◆ **CHALLENGE A**:
Extract the part of the reflection between "In our second" and "are, is holy.", inclusive.
◆ **CHALLENGE B**:
Decide whether each statement agrees with the reflection on this Sunday's readings. Answer yes or no for each, and quote the deciding words of the reflection. (i) The Leviticus reading comes from God the Father via Moses. (ii) In the second reading, Paul addresses the Romans. (iii) The reflection calls Jesus Christ the new Adam.

◆ **PASSAGE**:
((

What’s easier for 21st century believers to absorb is that we really are called to be like God. God is love, and love is fueled by empathy for others. What better way for such a God to teach his creatures a lesson about what it is to be like Him than to participate in some role reversal? Hence, God became man so that man could better learn to be like God. Through the teachings of Jesus Christ (the new Adam), humanity is called to discard the selfish motives Eve’s tempter promoted and adopt the unconditional love from which and for which we were created.
This Sunday’s mass readings call us to believe in that version of God, and to avoid being our all-too-human ideal who jealously clings to power—and whose belief in self-justification Adam and Eve exemplify. That belief system is the curse of our own fallen nature. An Old Testament reading from Leviticus (Lv 19:1-2, 17-18) presages a key teaching from Jesus, and it comes from God the Father via Moses:
The LORD said to Moses, “Speak to the whole Israelite community and tell them: ‘Be holy, for I, the LORD, your God, am holy.’”
In our second reading, Paul reminds the Corinthians of a similar teaching from Jesus (1 Cor 3:16-23):
Do you not know that you are the temple of God, and that the Spirit of God dwells in you? If anyone destroys God’s temple, God will destroy that person; for the temple of God, which you are, is holy.

))

◆ **RAW RECORDS**:
((

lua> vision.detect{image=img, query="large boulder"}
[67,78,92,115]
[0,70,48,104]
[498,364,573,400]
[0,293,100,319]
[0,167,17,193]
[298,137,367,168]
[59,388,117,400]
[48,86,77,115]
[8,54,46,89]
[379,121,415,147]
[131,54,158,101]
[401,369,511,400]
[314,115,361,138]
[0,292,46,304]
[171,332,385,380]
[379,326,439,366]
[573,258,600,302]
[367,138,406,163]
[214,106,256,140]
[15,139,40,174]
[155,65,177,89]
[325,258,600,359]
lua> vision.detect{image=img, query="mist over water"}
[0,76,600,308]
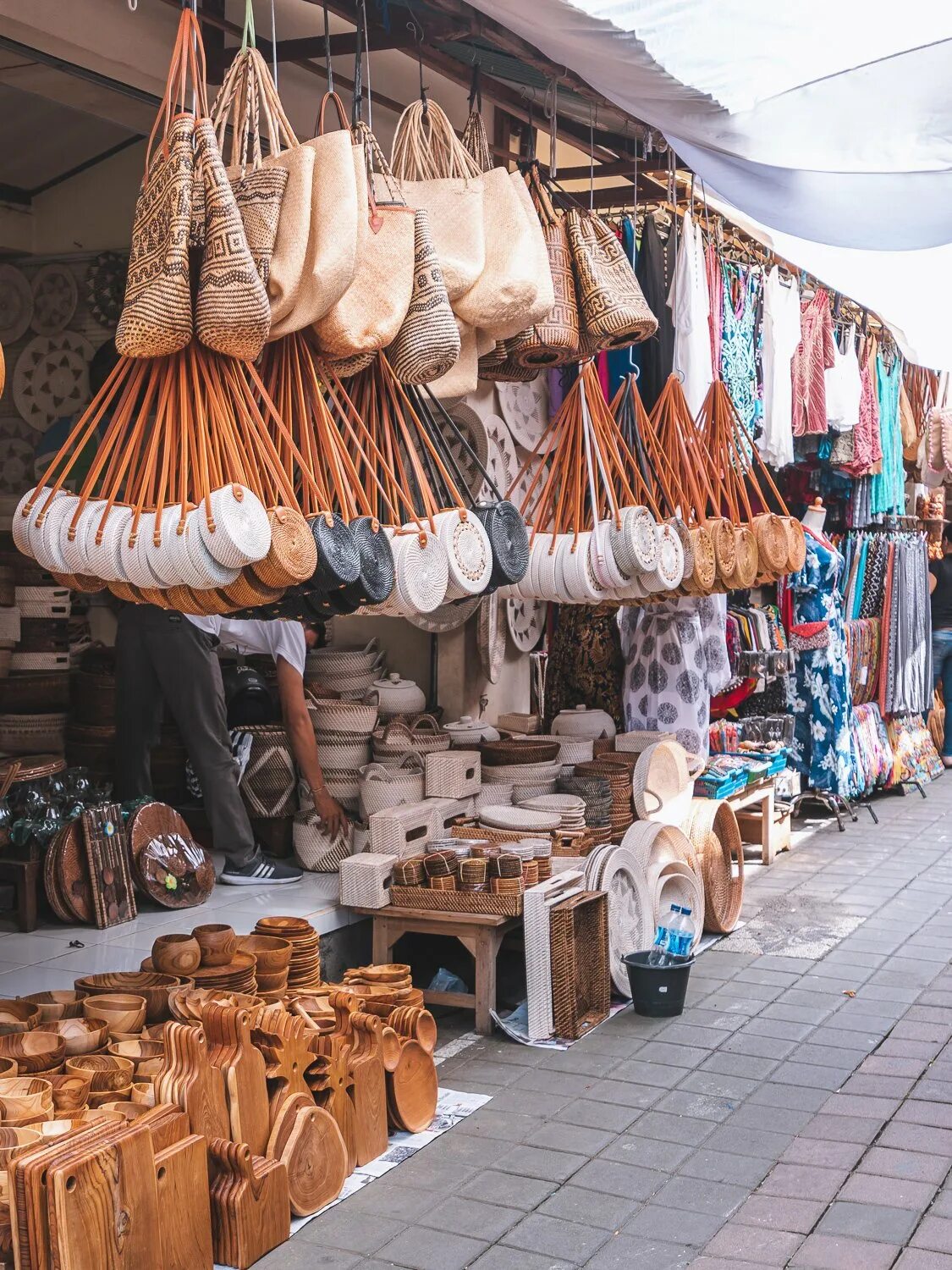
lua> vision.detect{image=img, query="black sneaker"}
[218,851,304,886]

))
((

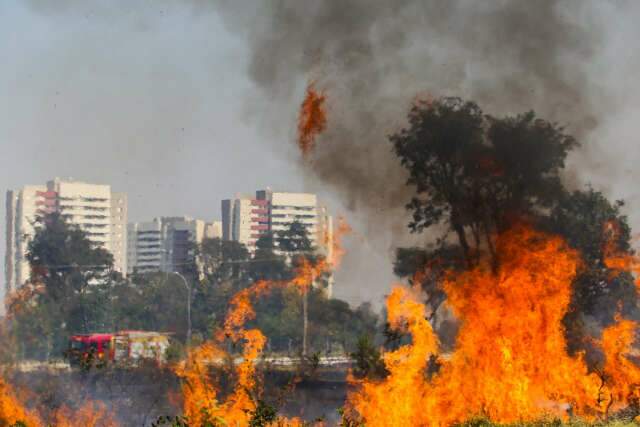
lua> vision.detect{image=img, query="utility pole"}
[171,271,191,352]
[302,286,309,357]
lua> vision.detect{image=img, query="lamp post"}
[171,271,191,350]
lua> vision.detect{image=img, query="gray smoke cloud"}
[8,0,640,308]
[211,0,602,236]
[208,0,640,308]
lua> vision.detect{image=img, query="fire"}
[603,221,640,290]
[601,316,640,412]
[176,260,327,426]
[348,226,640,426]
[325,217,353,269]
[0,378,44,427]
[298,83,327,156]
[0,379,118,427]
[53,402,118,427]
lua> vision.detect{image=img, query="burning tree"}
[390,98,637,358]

))
((

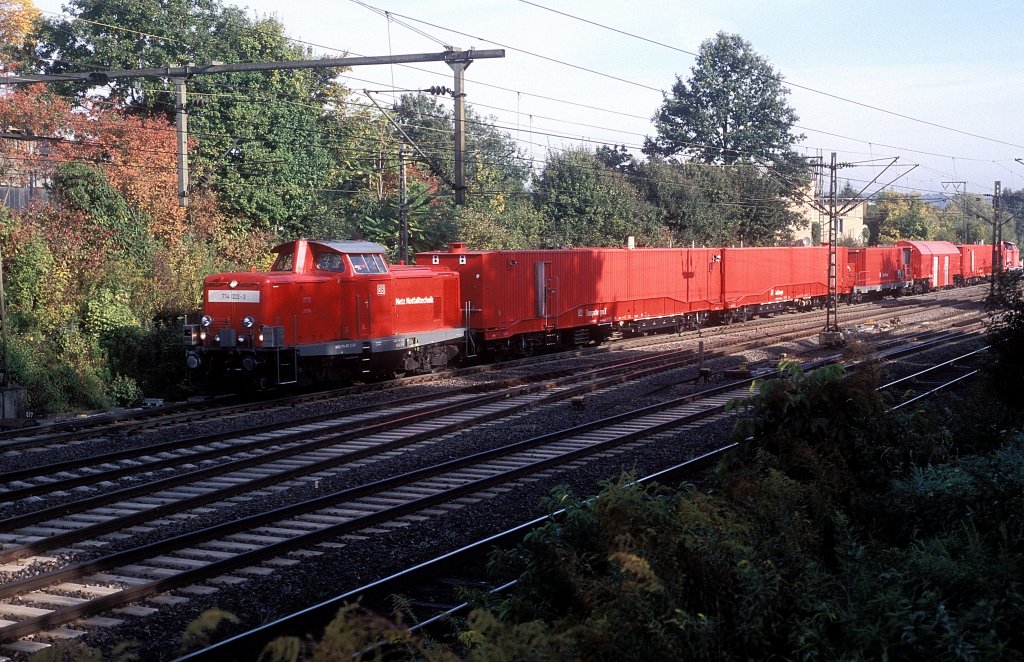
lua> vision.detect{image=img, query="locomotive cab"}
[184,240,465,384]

))

◆ **EXERCISE RESULT A**:
In our second reading, Paul reminds the Corinthians of a similar teaching from Jesus (1 Cor 3:16-23):
Do you not know that you are the temple of God, and that the Spirit of God dwells in you? If anyone destroys God’s temple, God will destroy that person; for the temple of God, which you are, is holy.

◆ **EXERCISE RESULT B**:
(i) Yes: "it comes from God the Father via Moses"
(ii) No: "Paul reminds the Corinthians of a similar teaching from Jesus"
(iii) Yes: "Through the teachings of Jesus Christ (the new Adam)"